Work instructions:
Update the lines from the one containing "Q1: Can you locate the green ceiling" through the one containing "780;234;1344;896", inclusive, changing "tiled floor" to "tile floor" and leaving everything else the same. Give back only those lines.

Supplied data:
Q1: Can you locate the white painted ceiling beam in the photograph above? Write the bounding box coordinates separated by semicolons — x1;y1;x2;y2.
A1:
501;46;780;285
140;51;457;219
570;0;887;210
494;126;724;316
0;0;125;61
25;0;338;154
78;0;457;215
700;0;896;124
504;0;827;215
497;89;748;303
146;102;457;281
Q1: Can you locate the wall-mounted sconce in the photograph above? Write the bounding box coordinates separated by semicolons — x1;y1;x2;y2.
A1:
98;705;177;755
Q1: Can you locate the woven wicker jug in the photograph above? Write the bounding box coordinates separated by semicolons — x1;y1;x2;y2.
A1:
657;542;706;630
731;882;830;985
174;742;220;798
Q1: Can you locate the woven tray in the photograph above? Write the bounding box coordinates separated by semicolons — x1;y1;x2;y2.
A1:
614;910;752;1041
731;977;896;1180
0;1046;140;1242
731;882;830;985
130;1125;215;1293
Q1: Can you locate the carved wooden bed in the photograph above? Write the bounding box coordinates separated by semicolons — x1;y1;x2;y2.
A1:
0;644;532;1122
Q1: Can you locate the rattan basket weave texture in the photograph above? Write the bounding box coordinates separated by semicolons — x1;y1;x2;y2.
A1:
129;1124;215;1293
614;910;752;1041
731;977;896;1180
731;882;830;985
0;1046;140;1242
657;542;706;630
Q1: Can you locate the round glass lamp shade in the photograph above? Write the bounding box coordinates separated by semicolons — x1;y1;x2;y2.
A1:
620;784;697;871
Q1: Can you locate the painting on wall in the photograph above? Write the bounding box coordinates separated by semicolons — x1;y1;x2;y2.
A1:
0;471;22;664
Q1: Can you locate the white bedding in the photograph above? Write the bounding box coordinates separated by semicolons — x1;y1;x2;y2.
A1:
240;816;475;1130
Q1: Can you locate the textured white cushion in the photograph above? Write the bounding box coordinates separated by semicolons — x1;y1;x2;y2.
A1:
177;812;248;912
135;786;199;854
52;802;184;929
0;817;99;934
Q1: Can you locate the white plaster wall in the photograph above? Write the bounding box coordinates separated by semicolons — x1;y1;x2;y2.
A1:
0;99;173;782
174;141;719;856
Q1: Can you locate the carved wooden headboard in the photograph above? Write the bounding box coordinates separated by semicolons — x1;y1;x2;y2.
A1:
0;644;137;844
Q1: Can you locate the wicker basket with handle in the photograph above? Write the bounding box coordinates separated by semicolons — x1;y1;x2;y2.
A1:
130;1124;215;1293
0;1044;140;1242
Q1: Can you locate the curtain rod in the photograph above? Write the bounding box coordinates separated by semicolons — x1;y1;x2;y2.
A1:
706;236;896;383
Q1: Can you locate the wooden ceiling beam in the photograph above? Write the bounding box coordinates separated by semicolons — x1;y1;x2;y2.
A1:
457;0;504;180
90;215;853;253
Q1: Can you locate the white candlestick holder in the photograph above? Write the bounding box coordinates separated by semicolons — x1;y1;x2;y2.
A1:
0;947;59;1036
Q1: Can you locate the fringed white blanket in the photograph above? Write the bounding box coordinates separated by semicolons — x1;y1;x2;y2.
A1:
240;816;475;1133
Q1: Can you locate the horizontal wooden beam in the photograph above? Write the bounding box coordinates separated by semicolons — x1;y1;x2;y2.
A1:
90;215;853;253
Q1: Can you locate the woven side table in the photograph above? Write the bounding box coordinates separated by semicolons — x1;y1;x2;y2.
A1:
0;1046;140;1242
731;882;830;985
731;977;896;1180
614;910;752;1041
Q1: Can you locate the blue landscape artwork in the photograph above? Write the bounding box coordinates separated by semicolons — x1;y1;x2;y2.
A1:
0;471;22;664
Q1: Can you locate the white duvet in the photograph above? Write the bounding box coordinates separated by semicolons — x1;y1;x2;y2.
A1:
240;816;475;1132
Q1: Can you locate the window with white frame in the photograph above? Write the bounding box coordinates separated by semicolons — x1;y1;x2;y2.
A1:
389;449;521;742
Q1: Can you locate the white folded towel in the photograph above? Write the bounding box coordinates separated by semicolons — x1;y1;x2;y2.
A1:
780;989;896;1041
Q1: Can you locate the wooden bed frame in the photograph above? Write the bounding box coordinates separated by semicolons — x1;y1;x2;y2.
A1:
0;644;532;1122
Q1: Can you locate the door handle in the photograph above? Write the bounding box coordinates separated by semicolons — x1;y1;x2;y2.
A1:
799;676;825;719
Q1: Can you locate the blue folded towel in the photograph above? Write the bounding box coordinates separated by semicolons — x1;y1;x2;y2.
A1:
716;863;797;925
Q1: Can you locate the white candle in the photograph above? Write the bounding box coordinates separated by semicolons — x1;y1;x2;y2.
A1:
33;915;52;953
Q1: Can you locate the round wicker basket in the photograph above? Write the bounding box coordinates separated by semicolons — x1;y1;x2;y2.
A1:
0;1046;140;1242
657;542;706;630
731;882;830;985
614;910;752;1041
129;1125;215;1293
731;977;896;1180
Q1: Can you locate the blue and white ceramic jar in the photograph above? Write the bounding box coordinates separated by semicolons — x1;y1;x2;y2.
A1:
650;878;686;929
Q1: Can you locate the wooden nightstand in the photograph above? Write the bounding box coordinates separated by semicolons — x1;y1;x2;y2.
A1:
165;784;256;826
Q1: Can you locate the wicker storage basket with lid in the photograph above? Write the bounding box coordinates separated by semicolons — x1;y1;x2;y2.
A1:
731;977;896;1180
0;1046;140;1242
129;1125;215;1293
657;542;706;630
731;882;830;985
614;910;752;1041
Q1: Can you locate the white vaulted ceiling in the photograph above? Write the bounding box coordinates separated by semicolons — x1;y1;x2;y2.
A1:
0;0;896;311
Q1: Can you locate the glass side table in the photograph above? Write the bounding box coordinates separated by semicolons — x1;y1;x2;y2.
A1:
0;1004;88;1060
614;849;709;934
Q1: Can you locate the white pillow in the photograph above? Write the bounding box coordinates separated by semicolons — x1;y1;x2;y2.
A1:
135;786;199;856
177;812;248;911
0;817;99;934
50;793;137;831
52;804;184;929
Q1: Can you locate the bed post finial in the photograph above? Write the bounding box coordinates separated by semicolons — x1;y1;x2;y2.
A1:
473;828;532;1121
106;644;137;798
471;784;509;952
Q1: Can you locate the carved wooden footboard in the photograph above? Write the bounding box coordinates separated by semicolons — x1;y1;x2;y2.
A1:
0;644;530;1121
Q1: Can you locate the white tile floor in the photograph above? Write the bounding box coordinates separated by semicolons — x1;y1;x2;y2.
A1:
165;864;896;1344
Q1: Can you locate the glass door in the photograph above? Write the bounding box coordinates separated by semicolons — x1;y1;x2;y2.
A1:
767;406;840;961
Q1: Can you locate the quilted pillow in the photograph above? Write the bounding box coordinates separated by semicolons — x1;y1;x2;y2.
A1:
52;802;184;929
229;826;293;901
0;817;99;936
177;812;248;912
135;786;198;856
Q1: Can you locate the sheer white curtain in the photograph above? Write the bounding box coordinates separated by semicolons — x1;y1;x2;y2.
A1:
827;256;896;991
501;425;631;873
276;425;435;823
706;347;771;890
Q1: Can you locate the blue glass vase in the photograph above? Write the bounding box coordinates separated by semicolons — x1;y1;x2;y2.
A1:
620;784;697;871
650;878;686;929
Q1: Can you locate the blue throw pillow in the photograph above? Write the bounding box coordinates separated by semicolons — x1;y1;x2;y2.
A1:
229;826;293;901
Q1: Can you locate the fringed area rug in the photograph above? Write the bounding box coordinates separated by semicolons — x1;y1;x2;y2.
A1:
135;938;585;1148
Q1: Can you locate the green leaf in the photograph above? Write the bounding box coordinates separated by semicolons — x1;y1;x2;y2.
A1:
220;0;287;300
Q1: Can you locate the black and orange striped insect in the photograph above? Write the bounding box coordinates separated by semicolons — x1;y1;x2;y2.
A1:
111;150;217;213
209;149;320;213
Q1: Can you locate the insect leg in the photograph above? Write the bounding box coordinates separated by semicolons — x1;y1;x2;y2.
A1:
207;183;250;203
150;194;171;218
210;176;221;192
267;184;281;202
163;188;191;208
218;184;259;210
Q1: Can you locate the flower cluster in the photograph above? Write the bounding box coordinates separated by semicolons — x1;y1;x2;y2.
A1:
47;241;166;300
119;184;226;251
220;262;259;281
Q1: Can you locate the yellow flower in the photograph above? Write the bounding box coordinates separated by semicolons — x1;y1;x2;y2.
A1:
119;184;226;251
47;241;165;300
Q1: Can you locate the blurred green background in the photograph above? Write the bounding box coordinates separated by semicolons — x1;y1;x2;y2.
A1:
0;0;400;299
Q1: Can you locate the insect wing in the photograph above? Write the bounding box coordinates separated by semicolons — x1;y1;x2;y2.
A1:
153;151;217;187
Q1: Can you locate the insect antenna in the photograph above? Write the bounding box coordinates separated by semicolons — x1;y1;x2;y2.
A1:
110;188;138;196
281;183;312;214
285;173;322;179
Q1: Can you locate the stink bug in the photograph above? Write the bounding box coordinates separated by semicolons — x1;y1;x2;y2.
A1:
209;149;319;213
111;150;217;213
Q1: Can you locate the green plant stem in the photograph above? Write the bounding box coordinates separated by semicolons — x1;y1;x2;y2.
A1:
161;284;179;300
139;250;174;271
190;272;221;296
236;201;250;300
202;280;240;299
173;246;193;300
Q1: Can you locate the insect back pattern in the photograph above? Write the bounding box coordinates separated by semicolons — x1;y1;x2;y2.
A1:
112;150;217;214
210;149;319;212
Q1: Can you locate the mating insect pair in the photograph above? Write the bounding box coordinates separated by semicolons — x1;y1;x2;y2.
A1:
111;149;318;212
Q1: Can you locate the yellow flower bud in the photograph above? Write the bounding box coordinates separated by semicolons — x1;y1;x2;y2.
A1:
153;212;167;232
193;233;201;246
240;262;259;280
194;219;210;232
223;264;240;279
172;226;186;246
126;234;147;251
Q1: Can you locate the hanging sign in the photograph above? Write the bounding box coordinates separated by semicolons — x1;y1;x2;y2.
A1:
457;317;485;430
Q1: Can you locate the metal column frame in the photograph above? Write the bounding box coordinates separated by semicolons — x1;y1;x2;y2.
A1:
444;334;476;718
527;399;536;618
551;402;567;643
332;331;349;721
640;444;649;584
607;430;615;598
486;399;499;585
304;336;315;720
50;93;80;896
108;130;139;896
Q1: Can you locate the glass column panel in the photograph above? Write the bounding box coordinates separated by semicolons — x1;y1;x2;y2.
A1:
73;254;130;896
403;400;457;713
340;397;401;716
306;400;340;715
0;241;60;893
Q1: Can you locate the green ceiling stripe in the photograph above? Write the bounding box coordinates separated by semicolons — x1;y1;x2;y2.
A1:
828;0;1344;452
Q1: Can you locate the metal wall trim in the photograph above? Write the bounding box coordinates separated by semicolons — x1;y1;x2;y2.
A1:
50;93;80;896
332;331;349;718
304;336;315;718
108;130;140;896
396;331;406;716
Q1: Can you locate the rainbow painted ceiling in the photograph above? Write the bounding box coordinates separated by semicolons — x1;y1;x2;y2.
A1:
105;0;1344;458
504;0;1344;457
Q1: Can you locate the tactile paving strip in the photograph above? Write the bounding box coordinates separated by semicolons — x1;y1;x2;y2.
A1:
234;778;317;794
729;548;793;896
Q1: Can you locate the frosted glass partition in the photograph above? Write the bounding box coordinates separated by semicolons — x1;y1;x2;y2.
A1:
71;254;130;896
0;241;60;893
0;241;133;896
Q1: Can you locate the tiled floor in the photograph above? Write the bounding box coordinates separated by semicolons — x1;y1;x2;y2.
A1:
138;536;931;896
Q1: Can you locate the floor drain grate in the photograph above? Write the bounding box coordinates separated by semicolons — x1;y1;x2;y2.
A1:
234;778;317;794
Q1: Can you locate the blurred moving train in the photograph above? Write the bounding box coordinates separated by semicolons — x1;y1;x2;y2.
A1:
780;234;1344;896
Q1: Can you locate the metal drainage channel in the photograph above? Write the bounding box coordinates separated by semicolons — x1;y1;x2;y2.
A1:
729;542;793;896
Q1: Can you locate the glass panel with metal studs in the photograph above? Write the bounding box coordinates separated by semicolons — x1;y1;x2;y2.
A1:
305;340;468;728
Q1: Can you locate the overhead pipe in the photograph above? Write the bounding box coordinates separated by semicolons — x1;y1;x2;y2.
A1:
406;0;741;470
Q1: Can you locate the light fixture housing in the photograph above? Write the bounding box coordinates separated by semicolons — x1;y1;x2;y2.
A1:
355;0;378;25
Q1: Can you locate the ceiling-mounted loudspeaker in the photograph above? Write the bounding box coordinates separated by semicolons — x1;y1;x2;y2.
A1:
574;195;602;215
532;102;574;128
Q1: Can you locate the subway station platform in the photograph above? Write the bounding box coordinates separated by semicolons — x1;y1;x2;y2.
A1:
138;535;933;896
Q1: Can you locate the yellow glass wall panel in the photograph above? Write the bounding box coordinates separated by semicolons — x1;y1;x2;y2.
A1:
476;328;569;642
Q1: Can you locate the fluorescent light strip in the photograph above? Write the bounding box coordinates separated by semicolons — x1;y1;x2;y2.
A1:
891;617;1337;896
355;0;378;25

Result:
Q1: Can you locate the green ceiling stripe in the photograph above? Write the bounding box coordinates separated by semicolons — x1;y1;x2;y2.
A1:
828;0;1344;452
Q1: Can you locate the metal wall trim in the photograph above? Write the bounding box coordinates separated by semicolons — x1;y1;x2;y2.
A1:
50;93;80;896
332;331;349;718
304;336;315;718
108;130;140;896
396;331;406;716
Q1: Can you locate the rainbow painted ceiling in the photograph above? Write the bounding box coordinates separated by semicolons — x1;y1;x2;y2.
A1:
105;0;1344;458
504;0;1344;457
Q1: Can you locate the tactile paving strip in the photograph above? Write the bounding box coordinates separated by semicolons — x1;y1;x2;y2.
A1:
234;778;317;794
729;548;793;896
Q1: Can you locate the frosted glass partition in the photograph above? Write the bounding box coordinates separated by semicolons — x1;y1;x2;y2.
A1:
71;254;130;896
0;241;60;893
0;241;133;896
Q1: Can you locate the tile floor in the photograph above? Write the bounding box coordinates separated by semicolons — x1;y1;x2;y2.
A1:
138;536;931;896
Q1: Can you locate the floor drain grate in the photograph above? Write the bounding box coordinates separated by semicolons — x1;y1;x2;y2.
A1:
234;778;317;794
Q1: Can you locate the blurred moving train in the photograph above? Write the bounding box coordinates separated by semicolons — x1;y1;x2;y2.
A1:
780;234;1344;896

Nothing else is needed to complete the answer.